■ Фрагмент страницы:
За те десять лет, что этот верандный уголок служил мне главной мастерской, я добавил свыше двух десятков книг к дюжине или около того опубликованных ранее, помимо прочей литературной работы, составившей примерно такой же объем продукции, и, если буду жив, это еще не конец. Я привожу это статистическое утверждение как иллюстрацию стимулирующего воздействия свободы на творческую способность. Человек, вынужденный заниматься чем-то еще — пусть даже носить трость, или носить манжеты, или заглаживать стрелки на брюках, или делать что-либо другое, требующее внимания и отвлекающего ум, — оказывается серьезно ограничен в любом творческом труде.
Я, конечно, упорно трудился. Тот, кто хочет зарабатывать на жизнь пером, вынужден делать это по необходимости. Но труд всегда был мне в радость, и та усталость, которую он приносит, — лишь та, что добавляет сладости последующему отдыху.
LXX
У каждого литератора свои методы, и мне еще не доводилось встречать того, кто успешно заимствовал бы методы другого. Темперамент имеет здесь немалое значение; привычка, пожалуй, еще большее, а обстоятельства — больше всего остального.
Я всегда был автором-импровизатором, если это прилагательное применимо к писателям так же, как к ораторам. Я никогда не умел усесться и «сочинить» что-либо перед тем, как записать. Я всегда стремился овладеть темами своих сочинений путем изучения и тщательных раздумий, но, приступая к первой фразе или первой главе, никогда не знал, какой будет вторая. Я мыслю кончиком пера, по крайней мере постольку, поскольку мое мышление оформляется в письменные слова.
Полагаю, это следствие моего более чем тридцатилетнего журналистского опыта. В головокружительном полуночном вихре создания крупной газеты нет времени на «черновики», «наброски», «окончательные редакции» и тому подобную чепуху. Когда в полночь телеграф приносит новость, требующую передовицы — возможно, написанной с двойным интервалом, — у автора есть час или меньше при частых перерывах на то, чтобы написать статью, сдать ее в набор, вычитать гранки и сверстать полосу, на которой она помещается. У него нет иного выбора, кроме как писать экспромтом. Он должен наспех изложить на бумаге то, что его газета думает по этому поводу, и немедленно отправить свои листки печатникам, порой держа подле себя рассыльных, которые забирают страницы из его рук одну за другой по мере написания. Единственная возможность для правки — это корректурные гранки, да и в них он ограничен необходимостью избегать любых изменений, которые могут повлечь за собой перенос строки.

■ Исходные данные:
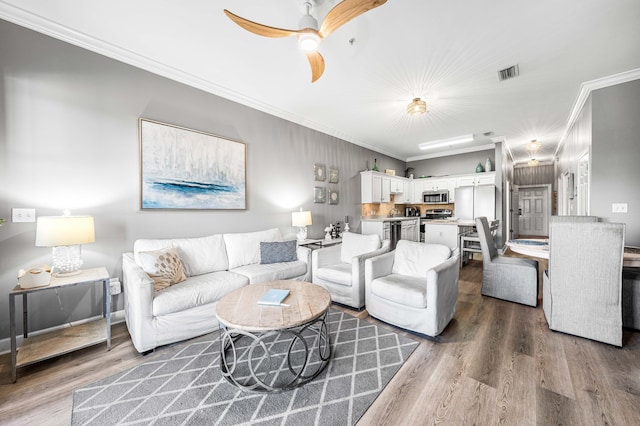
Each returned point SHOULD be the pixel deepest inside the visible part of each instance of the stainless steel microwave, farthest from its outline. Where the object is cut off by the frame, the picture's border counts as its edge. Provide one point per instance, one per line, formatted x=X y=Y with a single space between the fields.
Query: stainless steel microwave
x=436 y=197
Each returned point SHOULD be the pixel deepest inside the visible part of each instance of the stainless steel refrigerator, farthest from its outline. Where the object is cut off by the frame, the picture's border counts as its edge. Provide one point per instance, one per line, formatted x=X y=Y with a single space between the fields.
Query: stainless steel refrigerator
x=475 y=201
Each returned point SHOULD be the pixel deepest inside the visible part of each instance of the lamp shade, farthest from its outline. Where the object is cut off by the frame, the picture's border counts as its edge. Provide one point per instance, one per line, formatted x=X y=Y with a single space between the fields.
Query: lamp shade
x=53 y=231
x=301 y=218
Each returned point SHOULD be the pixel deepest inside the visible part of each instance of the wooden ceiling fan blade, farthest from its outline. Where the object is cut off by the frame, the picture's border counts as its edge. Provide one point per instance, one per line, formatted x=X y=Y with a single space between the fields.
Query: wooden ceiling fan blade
x=345 y=11
x=259 y=29
x=317 y=64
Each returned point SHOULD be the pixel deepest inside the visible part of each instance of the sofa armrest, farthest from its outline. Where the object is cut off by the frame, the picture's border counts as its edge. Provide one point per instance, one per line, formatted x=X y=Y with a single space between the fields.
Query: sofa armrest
x=357 y=262
x=378 y=266
x=442 y=286
x=138 y=300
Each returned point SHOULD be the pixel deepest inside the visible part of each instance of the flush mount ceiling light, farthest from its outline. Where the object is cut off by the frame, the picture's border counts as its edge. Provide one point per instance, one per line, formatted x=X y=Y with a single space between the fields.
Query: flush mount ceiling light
x=417 y=106
x=446 y=142
x=533 y=146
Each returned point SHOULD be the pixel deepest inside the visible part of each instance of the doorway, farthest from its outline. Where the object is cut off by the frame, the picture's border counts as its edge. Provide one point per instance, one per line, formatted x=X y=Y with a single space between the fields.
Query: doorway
x=534 y=208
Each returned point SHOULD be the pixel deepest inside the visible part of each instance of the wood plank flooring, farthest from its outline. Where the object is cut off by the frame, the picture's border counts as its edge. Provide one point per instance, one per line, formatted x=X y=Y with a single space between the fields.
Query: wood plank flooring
x=496 y=363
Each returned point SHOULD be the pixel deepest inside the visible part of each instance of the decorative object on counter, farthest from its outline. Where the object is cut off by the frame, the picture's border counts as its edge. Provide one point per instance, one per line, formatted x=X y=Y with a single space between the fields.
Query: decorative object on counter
x=327 y=232
x=319 y=172
x=333 y=175
x=301 y=219
x=319 y=195
x=334 y=196
x=336 y=231
x=188 y=169
x=65 y=234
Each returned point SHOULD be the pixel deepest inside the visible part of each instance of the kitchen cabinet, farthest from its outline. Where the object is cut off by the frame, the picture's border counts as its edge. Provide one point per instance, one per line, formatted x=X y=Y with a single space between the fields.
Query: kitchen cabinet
x=410 y=230
x=375 y=187
x=488 y=178
x=446 y=234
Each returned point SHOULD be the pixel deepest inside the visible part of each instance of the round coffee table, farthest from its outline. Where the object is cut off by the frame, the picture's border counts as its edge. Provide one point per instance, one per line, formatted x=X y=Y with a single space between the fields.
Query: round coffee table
x=274 y=348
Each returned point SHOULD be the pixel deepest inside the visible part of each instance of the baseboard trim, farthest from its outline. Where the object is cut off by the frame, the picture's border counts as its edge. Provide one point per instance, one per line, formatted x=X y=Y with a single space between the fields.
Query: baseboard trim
x=5 y=344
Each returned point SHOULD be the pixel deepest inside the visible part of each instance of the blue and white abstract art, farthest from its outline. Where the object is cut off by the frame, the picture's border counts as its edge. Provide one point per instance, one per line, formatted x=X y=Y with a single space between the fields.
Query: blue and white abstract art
x=188 y=169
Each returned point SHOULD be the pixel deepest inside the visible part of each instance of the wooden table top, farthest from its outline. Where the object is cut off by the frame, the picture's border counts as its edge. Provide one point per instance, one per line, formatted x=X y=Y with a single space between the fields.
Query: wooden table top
x=240 y=310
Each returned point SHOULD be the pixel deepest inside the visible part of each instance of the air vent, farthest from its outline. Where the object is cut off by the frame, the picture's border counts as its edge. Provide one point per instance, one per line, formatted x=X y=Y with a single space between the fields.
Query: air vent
x=507 y=73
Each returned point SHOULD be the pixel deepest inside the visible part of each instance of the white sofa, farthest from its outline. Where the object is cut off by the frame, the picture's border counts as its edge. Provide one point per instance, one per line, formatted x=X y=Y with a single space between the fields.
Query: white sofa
x=214 y=266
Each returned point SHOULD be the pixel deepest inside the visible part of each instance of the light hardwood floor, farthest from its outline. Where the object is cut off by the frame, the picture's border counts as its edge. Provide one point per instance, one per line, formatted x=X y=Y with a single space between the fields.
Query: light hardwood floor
x=496 y=363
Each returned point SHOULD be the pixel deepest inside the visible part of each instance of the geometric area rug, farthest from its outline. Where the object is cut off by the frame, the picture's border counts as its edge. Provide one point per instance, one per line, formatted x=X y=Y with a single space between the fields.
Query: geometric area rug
x=183 y=385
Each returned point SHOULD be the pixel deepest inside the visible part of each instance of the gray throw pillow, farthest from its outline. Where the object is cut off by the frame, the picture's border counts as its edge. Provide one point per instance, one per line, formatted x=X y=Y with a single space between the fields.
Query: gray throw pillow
x=275 y=252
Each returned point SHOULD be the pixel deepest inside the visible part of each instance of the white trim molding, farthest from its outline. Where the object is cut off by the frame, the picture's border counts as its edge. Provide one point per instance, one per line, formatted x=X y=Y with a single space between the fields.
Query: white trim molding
x=585 y=90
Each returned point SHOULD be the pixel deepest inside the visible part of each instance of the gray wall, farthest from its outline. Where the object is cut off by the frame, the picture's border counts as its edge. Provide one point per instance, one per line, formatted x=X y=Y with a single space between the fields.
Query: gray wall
x=615 y=164
x=453 y=164
x=69 y=140
x=608 y=126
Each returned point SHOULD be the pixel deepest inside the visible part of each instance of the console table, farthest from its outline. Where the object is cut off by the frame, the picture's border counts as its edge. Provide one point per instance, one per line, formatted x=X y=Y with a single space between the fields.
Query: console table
x=68 y=339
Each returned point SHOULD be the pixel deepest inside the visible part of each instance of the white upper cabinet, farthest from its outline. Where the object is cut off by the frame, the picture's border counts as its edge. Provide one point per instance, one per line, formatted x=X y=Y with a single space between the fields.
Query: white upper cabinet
x=487 y=178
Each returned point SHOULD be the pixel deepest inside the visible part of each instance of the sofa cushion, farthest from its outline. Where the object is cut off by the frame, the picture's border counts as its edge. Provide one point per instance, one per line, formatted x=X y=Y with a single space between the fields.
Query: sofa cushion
x=244 y=248
x=196 y=291
x=275 y=252
x=199 y=255
x=415 y=259
x=402 y=289
x=339 y=273
x=258 y=273
x=163 y=266
x=357 y=244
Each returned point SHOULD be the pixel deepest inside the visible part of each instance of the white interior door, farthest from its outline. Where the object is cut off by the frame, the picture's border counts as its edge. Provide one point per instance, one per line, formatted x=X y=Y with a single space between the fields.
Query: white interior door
x=534 y=205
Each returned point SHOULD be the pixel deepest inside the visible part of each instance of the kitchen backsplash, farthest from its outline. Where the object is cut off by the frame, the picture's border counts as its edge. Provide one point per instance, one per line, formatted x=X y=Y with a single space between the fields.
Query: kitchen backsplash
x=384 y=209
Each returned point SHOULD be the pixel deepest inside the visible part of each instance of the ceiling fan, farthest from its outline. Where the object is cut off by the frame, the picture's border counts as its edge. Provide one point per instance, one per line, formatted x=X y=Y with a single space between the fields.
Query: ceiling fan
x=309 y=35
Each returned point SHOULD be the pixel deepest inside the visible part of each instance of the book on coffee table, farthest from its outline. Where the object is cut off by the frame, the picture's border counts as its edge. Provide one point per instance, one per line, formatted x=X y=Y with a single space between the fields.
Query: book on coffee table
x=273 y=297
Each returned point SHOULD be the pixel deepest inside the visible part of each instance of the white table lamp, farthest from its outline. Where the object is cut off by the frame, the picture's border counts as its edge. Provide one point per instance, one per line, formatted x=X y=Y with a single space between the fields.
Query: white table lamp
x=301 y=219
x=65 y=234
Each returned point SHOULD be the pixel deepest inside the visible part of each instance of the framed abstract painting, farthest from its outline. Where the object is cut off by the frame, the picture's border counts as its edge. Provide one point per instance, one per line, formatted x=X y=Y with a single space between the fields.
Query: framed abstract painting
x=182 y=168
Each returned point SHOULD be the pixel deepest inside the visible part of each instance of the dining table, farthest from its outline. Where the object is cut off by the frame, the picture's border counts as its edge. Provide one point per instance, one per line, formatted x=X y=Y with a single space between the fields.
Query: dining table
x=539 y=247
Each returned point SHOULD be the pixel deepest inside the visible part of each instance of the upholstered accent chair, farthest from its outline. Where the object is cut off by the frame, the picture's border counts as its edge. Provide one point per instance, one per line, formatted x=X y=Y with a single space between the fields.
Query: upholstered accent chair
x=414 y=286
x=340 y=268
x=503 y=277
x=583 y=286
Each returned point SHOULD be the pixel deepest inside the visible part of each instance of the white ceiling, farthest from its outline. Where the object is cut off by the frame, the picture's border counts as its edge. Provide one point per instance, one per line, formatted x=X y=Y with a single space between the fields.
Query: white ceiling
x=447 y=52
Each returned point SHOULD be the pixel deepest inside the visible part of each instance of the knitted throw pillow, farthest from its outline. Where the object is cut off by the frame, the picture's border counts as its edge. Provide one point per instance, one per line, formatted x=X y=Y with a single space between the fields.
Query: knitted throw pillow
x=163 y=266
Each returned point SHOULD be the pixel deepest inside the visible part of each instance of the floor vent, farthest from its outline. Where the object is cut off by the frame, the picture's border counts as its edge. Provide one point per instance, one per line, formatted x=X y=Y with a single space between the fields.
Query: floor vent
x=507 y=73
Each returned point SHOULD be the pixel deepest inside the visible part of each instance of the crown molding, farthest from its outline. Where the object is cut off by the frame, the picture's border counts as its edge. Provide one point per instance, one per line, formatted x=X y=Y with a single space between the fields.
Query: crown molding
x=585 y=90
x=27 y=19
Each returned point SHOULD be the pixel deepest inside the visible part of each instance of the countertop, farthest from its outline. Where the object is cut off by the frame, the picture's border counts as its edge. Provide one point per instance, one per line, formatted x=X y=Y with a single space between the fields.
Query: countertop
x=422 y=220
x=388 y=219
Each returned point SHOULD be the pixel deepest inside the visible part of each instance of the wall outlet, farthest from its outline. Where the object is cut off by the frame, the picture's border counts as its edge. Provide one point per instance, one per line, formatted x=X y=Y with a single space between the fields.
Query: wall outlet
x=23 y=215
x=619 y=208
x=116 y=288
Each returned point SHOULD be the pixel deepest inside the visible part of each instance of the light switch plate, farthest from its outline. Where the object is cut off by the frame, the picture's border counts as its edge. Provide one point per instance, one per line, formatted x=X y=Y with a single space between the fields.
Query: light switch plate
x=619 y=208
x=23 y=215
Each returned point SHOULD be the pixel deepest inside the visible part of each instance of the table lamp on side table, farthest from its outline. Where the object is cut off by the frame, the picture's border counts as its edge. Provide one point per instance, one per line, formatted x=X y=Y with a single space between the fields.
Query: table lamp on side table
x=301 y=219
x=65 y=234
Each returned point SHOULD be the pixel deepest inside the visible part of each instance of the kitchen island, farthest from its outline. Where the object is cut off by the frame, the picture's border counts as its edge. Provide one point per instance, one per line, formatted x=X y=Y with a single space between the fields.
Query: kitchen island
x=392 y=228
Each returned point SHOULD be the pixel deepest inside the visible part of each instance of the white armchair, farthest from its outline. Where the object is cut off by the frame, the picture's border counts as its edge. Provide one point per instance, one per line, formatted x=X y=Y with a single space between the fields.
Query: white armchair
x=340 y=268
x=414 y=287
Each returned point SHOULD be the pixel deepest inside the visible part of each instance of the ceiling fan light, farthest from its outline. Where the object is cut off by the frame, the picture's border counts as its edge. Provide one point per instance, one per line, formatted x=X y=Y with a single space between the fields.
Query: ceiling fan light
x=417 y=106
x=308 y=42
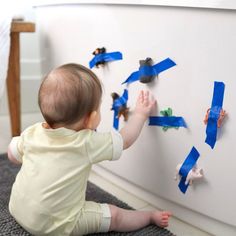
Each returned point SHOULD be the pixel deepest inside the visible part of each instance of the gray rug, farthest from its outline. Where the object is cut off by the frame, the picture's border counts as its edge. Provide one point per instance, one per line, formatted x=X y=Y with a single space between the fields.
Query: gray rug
x=8 y=226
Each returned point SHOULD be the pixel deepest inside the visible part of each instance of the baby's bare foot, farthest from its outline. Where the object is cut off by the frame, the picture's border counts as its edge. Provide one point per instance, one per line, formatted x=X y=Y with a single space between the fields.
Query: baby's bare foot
x=161 y=218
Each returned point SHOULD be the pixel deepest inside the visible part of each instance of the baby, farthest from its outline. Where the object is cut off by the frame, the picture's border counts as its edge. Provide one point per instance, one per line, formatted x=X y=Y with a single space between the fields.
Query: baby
x=56 y=156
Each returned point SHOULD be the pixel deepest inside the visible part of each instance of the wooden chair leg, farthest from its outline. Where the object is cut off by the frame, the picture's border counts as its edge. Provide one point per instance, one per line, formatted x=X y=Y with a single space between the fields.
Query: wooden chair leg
x=13 y=85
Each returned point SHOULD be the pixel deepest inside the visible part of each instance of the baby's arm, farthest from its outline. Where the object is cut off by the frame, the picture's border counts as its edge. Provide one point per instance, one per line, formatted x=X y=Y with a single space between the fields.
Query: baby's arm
x=132 y=129
x=12 y=152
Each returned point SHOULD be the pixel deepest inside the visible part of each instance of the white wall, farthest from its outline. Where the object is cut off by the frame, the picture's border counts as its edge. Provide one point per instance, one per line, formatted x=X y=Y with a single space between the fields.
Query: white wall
x=202 y=43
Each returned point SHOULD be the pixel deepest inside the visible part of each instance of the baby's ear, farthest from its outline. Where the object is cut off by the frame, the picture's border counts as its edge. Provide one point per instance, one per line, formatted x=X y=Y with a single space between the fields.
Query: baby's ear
x=89 y=122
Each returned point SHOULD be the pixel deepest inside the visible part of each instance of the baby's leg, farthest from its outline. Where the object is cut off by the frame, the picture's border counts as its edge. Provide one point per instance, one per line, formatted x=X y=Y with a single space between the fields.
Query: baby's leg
x=123 y=220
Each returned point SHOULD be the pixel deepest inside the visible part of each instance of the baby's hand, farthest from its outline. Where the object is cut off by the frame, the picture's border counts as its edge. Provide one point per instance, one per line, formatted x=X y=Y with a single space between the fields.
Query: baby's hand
x=145 y=105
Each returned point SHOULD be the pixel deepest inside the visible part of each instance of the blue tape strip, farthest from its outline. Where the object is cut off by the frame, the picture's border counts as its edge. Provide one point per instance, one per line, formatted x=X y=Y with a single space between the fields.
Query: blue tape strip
x=111 y=56
x=121 y=101
x=188 y=164
x=167 y=121
x=150 y=70
x=216 y=106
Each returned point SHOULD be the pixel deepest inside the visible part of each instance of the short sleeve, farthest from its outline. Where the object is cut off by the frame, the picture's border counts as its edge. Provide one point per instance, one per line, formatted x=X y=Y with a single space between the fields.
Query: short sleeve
x=16 y=148
x=104 y=146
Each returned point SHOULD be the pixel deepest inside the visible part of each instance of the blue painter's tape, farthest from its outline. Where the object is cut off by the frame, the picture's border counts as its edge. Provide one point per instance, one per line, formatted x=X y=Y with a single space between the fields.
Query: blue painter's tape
x=111 y=56
x=188 y=164
x=150 y=70
x=119 y=102
x=216 y=106
x=167 y=121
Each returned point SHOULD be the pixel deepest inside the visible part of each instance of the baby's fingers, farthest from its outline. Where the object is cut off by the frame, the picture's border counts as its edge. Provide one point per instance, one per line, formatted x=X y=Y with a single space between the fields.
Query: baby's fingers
x=146 y=98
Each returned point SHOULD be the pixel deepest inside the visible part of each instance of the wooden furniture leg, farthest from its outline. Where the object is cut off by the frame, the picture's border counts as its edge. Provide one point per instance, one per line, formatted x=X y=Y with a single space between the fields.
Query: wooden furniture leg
x=13 y=75
x=13 y=84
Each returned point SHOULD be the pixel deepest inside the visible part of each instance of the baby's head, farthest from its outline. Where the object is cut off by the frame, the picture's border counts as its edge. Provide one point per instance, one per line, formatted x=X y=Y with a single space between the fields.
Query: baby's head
x=68 y=95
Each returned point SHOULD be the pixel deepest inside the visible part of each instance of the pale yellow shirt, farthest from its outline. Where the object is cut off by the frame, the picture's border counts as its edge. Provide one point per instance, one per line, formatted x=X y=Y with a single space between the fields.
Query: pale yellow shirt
x=49 y=190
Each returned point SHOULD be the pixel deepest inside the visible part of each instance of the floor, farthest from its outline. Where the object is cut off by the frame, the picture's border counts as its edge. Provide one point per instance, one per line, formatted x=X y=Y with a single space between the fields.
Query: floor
x=176 y=226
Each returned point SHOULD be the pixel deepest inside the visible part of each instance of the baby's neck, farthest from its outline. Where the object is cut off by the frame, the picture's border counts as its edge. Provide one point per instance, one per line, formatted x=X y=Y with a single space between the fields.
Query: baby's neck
x=75 y=127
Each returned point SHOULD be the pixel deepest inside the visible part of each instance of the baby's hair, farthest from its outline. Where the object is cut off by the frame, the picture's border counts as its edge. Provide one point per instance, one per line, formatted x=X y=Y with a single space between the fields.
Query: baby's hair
x=68 y=94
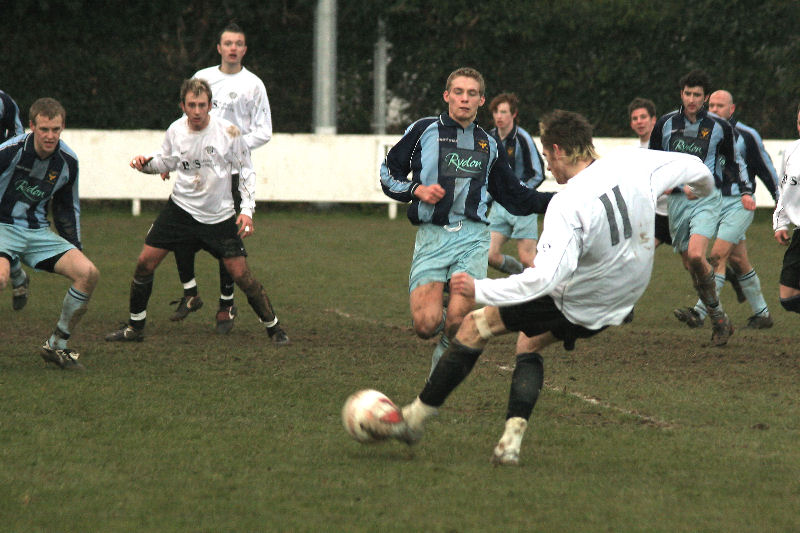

■ Задания для выполнения:
[a] Какой срок журналистского опыта называет автор во фрагменте о писательском труде?
[b] Напишите продолжение фрагмента о писательском труде, начиная сразу после его последнего предложения.

■ Ответы к задачам:
[a] Более тридцати лет.

[b]
Этим и другими рожденными необходимостью способами газетчик осваивает искусство экспромтного письма, что иными словами означает обучение тому, как писать наилучшим образом с самого начала, не полагаясь лениво на правку ради гладкости, ясности, лаконичности и силы. Он не излагает непросвещенные или необдуманные суждения. Каждый час каждого дня своей жизни он отдает пристальному изучению тем, о которых в конце концов оказывается вынужден писать под прессом чудовищной спешки. Он все знает о своей теме. Все факты у него на кончиках пальцев. Он знаком с каждым аргументом, который был или может быть высказан по затрагиваемым вопросам. Он владеет всей статистикой, а его суждения тщательно продуманы заранее. Его мастерство заключается в способности мгновенно выбрать те аспекты темы, о которых он будет писать, и изложить свои мысли ясно, впечатляюще, убедительно и в наилучшей из возможных для него риторических форм.
Письмо экспромтом
Я полагаю, что тот, кто приобрел привычку писать экспромтом о вещах, уже освоенных мыслью, никогда не сможет научиться писать иначе. И опыт, и наблюдения убедили меня, что люди с таким складом ума приносят своему труду больше вреда, чем пользы, когда пытаются улучшить его путем правки. В каждом подобном случае правка неизбежно означает детальную проработку, а детальная проработка почти всегда ведет к ослабляющему разжижению мысли.
Я склонен думать, что все, что избавляет писателя от хлопот, покупается за счет читателя. Классическое изречение о том, что «легко писаться — тяжело читаться», столь же истинно сегодня, как и тогда, когда Гораций с усердием пользовался тупым концом своего стилоса. Во всяком случае, для себя лично я никогда не находил возможности «диктовать» — будь то «машине» или стенографистке — с удовлетворительными результатами, и никогда не встречал никого другого, кто делал бы это, не принося в жертву лени то, ради чего стоит трудиться писателю. Стенографистка и пишущая машинка занимают свое место как слуги коммерции, но в литературе они ведут к диффузности, многословию, неточности и, прежде всего, к небрежности в том выборе слов, который создает разницу между изяществом и неуклюжестью, ясностью и туманностью, силой и бессилием.
При написании романов я всегда испытывал серьезные затруднения из-за странной строптивости вымышленных персонажей. Это вопрос, который озадачивал меня и вызывал глубокий интерес с тех пор, как я стал практикующим романистом.
Самые неблагодарные люди на свете — это порождения мозга романиста, те мужчины и женщины, чье существование обусловлено доброй волей автора. Рожденные в муках писательской мысли и наделенные им той мерой остроумия, мудрости или богатства, какими они обладают; ведомые им лично в их борьбе к тому окончательному счастью, которое он предопределил для них в конце истории; опекаемые; балуемые; выслушиваемые и описываемые даже тогда, когда они говорят глупости, и нередко когда они лишь думают их; с трудом привлекаемые к вниманию других людей; проталкиваемые, если возможно, к славе, которой они никогда не смогли бы достичь сами; они тем не менее упрямо упорствуют в том, чтобы рушить планы своего создателя и поступать по своему злому усмотрению, к его великому огорчению и терзанию духа.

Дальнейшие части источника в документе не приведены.